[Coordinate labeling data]
....................

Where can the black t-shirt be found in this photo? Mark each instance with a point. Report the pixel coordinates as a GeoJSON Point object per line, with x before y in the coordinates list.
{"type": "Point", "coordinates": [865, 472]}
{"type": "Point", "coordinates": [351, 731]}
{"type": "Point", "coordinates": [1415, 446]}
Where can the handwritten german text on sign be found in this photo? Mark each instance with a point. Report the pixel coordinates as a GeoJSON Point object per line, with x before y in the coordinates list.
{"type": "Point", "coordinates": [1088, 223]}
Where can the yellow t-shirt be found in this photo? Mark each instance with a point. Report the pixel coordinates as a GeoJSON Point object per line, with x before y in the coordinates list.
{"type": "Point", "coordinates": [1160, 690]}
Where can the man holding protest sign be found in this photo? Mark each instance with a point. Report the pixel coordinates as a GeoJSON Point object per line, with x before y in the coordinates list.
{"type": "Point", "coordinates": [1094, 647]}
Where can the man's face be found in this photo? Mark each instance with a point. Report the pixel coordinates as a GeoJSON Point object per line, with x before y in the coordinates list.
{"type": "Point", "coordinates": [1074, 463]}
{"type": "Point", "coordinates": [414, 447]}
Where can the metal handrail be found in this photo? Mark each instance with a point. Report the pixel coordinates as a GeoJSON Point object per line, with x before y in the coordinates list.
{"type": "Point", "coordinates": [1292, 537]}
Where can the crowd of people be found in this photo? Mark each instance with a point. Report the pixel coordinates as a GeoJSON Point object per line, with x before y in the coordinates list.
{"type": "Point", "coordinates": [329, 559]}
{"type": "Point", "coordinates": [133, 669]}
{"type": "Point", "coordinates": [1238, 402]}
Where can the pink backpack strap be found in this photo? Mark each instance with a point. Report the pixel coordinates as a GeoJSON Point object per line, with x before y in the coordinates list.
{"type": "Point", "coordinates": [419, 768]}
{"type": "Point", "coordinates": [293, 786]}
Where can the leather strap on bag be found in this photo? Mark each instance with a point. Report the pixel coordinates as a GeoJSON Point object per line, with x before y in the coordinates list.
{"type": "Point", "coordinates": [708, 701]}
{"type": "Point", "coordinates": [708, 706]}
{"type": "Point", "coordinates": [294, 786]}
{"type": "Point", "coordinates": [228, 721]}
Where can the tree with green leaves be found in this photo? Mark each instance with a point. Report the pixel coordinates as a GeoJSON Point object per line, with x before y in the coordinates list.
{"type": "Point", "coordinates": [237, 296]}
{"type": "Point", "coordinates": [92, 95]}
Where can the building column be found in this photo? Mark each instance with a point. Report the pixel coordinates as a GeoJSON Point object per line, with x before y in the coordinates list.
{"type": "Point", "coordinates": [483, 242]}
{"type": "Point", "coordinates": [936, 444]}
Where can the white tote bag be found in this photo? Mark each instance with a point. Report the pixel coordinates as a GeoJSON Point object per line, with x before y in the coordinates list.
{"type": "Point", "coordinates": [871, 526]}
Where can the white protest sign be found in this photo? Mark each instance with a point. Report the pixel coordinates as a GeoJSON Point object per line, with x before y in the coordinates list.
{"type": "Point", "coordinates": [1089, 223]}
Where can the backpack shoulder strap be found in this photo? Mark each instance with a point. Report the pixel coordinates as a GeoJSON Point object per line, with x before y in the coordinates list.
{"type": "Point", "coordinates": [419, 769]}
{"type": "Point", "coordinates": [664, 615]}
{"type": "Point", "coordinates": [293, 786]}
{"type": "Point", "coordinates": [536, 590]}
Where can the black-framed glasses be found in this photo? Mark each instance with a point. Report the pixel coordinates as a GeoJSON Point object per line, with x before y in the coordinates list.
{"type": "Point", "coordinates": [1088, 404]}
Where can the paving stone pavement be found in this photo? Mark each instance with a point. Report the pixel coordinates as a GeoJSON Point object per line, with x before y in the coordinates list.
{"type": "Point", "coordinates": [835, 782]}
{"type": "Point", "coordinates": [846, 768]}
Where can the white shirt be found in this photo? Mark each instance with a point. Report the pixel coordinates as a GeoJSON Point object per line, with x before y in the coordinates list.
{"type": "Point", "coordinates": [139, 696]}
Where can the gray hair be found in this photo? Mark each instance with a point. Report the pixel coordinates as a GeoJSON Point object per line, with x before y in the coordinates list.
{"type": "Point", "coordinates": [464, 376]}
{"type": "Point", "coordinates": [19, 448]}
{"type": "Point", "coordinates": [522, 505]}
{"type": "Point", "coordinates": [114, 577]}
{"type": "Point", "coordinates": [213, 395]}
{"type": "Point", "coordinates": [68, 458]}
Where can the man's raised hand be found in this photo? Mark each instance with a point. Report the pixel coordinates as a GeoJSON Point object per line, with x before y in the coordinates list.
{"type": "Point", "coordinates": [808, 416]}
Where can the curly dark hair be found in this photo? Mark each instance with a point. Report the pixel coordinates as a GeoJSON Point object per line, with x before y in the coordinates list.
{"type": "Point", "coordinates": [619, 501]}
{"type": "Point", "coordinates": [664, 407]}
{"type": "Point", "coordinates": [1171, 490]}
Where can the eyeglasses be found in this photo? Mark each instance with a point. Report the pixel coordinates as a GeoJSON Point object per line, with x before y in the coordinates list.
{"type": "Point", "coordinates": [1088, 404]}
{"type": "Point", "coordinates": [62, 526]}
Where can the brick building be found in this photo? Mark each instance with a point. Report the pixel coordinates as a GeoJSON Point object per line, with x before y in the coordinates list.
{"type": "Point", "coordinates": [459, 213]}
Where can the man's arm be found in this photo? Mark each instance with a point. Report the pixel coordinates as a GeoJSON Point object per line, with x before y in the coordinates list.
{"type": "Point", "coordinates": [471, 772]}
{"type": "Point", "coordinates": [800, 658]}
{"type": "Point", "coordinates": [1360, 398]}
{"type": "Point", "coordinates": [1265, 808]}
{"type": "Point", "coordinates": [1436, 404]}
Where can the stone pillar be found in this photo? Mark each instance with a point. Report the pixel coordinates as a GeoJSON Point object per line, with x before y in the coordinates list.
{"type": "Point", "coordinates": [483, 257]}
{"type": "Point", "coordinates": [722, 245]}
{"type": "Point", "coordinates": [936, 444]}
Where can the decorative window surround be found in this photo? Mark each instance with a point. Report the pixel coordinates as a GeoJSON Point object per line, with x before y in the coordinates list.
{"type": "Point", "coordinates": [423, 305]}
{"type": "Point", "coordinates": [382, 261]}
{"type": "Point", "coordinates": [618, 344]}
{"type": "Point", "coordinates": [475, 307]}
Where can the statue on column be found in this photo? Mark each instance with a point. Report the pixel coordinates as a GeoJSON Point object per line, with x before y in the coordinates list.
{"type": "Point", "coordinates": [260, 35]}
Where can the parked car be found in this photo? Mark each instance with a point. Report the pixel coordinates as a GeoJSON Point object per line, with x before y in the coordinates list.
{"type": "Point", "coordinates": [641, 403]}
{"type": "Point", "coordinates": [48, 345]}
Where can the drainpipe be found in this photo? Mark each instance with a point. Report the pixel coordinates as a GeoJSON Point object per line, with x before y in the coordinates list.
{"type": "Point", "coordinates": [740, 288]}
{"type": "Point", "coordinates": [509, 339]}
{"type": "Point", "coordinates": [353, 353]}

....................

## TASK DETAILS
Extract the full listing above without alteration.

## SOLUTION
Where can the black t-shirt be found in this photo? Mark each instance with a point. Report the pixel coordinates as a GeoJSON Point object per line, with x before y in the coordinates list.
{"type": "Point", "coordinates": [865, 472]}
{"type": "Point", "coordinates": [351, 731]}
{"type": "Point", "coordinates": [1415, 446]}
Where can the handwritten german text on sign be found in this photo? Mark each instance with a point. Report the pixel coordinates as a GeoJSON Point object per line, with x before y in the coordinates list.
{"type": "Point", "coordinates": [1088, 223]}
Where can the yellow t-shirt be found in this photo? Mark each instance with a point. Report the pixel coordinates as a GeoJSON Point object per line, with x before y in the coordinates list.
{"type": "Point", "coordinates": [1160, 690]}
Where can the man holding protest sign be found in this photo? Mark each instance with a point. Report the pixel coordinates as a GeoJSON Point object per line, with x before y in the coordinates list.
{"type": "Point", "coordinates": [1094, 647]}
Where can the man's face be found in this photo? Mark each instance with a point. Report the pixel coordinates as a GeoJSON Point object per line, with x before y in the coordinates list.
{"type": "Point", "coordinates": [1074, 463]}
{"type": "Point", "coordinates": [414, 447]}
Where can the metal handrail be found in this photo? Mark each instance with a point. Report the pixel coordinates as a GeoJSON Point object per line, with x before y in the coordinates list.
{"type": "Point", "coordinates": [1292, 537]}
Where can the crowd of people be found in this photo? Mark each instance with a point. Report the pixel coordinates as a GeoJSON Point object per line, with x before y in the coordinates list.
{"type": "Point", "coordinates": [329, 559]}
{"type": "Point", "coordinates": [133, 669]}
{"type": "Point", "coordinates": [1238, 402]}
Where can the pink backpack strap be found in this photo? Mark each instance with a point. Report the pixel coordinates as a GeoJSON Point object per line, with x before y in the coordinates list.
{"type": "Point", "coordinates": [419, 768]}
{"type": "Point", "coordinates": [293, 786]}
Where can the leather strap on bag be found in this photo? Mark each instance with a point. Report the pixel coordinates as a GeoJSON Point object per line, with x before y in the coordinates list.
{"type": "Point", "coordinates": [708, 701]}
{"type": "Point", "coordinates": [708, 706]}
{"type": "Point", "coordinates": [294, 786]}
{"type": "Point", "coordinates": [228, 721]}
Where can the tree with green leaves be found in this photo? Mark each instance with a point. Report the pixel coordinates as a GeoJSON Point object per line, with x before y in the coordinates list.
{"type": "Point", "coordinates": [237, 296]}
{"type": "Point", "coordinates": [92, 95]}
Where can the building column be found in this photo? Mark each instance with a point. Report the pixel coordinates as a GeoJSON Point object per line, with x before y in the coordinates list.
{"type": "Point", "coordinates": [483, 242]}
{"type": "Point", "coordinates": [936, 444]}
Where can the white tote bag be found in this photo? Mark each instance with a point. Report the pixel coordinates as a GeoJSON Point object per line, with x before y in the coordinates list.
{"type": "Point", "coordinates": [871, 526]}
Where can the white protest sign be found in this photo? Mark each instance with a point. Report the pixel coordinates as a GeoJSON Point object per line, with x before y in the coordinates list.
{"type": "Point", "coordinates": [1089, 223]}
Where can the backpack shoulder strap be found in this photo? Mark each instance with a point. Report the pixel coordinates as a GeoJSON Point object per line, with x before y in the coordinates list.
{"type": "Point", "coordinates": [419, 769]}
{"type": "Point", "coordinates": [664, 615]}
{"type": "Point", "coordinates": [293, 786]}
{"type": "Point", "coordinates": [536, 590]}
Where can the black-framed glasses be found in this photo? Mark each instance with a point. Report the pixel coordinates as a GeoJSON Point object per line, with x before y in the coordinates list.
{"type": "Point", "coordinates": [1088, 404]}
Where can the paving stone pavement be found in this photo? Mark each instance with a point. Report the pixel coordinates as a GeoJSON Point object per line, with x before y in the coordinates list.
{"type": "Point", "coordinates": [835, 782]}
{"type": "Point", "coordinates": [846, 768]}
Where can the white shirt be found in this photo? Mark each instance with a point. Report the pixel coordinates as a GeoJSON Point object per line, with x before y in the coordinates list.
{"type": "Point", "coordinates": [139, 696]}
Where can the gray hair be found in this photo? Mark each instance with a point. Report the pixel coordinates as a GeoJSON Point object per line, with x before y in the coordinates list.
{"type": "Point", "coordinates": [464, 376]}
{"type": "Point", "coordinates": [19, 448]}
{"type": "Point", "coordinates": [522, 505]}
{"type": "Point", "coordinates": [114, 577]}
{"type": "Point", "coordinates": [213, 395]}
{"type": "Point", "coordinates": [68, 458]}
Where can the man's raised hand be found in this photo? Mark each instance with a point. Report the pixel coordinates as a GeoJSON Point object per line, with x before y in the coordinates list.
{"type": "Point", "coordinates": [808, 416]}
Where can the curly dark hair be found in this photo? Mark each instance with a point. Report the pixel coordinates as a GeoJSON Point object per line, with x before y in the coordinates list.
{"type": "Point", "coordinates": [619, 501]}
{"type": "Point", "coordinates": [664, 407]}
{"type": "Point", "coordinates": [1171, 490]}
Where can the eyeglasses be found in this photo? Mark each instance with a point. Report the pixel coordinates as a GeoJSON Point object per line, with x before y in the coordinates list.
{"type": "Point", "coordinates": [1088, 404]}
{"type": "Point", "coordinates": [62, 526]}
Where can the brick building be found in this photo? Mark each instance with a point. Report the pixel coordinates as a GeoJSON Point object per line, with x before y in the coordinates list.
{"type": "Point", "coordinates": [459, 213]}
Where can the man's arm be found in this photo? Mark each instance with a point. Report the pixel coordinates as a GeoJSON Point object per line, with x before y in the coordinates list.
{"type": "Point", "coordinates": [471, 772]}
{"type": "Point", "coordinates": [800, 658]}
{"type": "Point", "coordinates": [1360, 398]}
{"type": "Point", "coordinates": [1265, 808]}
{"type": "Point", "coordinates": [1436, 404]}
Where can the stone pillar be found in this photo? Mark each instance with a point. Report the pixel coordinates as a GeoJSON Point object per line, with x before y in the coordinates list.
{"type": "Point", "coordinates": [483, 257]}
{"type": "Point", "coordinates": [722, 245]}
{"type": "Point", "coordinates": [936, 444]}
Where can the decorative window surround be found in this photo? Mark each instance with a point. Report the pixel coordinates as a GeoJSON Point object per line, with x before y in the coordinates list.
{"type": "Point", "coordinates": [423, 305]}
{"type": "Point", "coordinates": [382, 261]}
{"type": "Point", "coordinates": [618, 344]}
{"type": "Point", "coordinates": [475, 307]}
Where can the statue on column be found in this photo? Mark each instance with a point. Report the pixel coordinates as a GeoJSON Point object per line, with x before y in the coordinates list.
{"type": "Point", "coordinates": [260, 35]}
Where can the parked car be found in this photo? Mark each instance with a point. Report the pixel coordinates as a GeoJSON Point object per line, with x before y in the coordinates list.
{"type": "Point", "coordinates": [641, 403]}
{"type": "Point", "coordinates": [48, 345]}
Where can the drainpipe be found in this photo? Mark each instance with a point. Report the pixel coordinates as a GeoJSON Point object per line, with x before y in the coordinates list.
{"type": "Point", "coordinates": [740, 288]}
{"type": "Point", "coordinates": [509, 339]}
{"type": "Point", "coordinates": [353, 353]}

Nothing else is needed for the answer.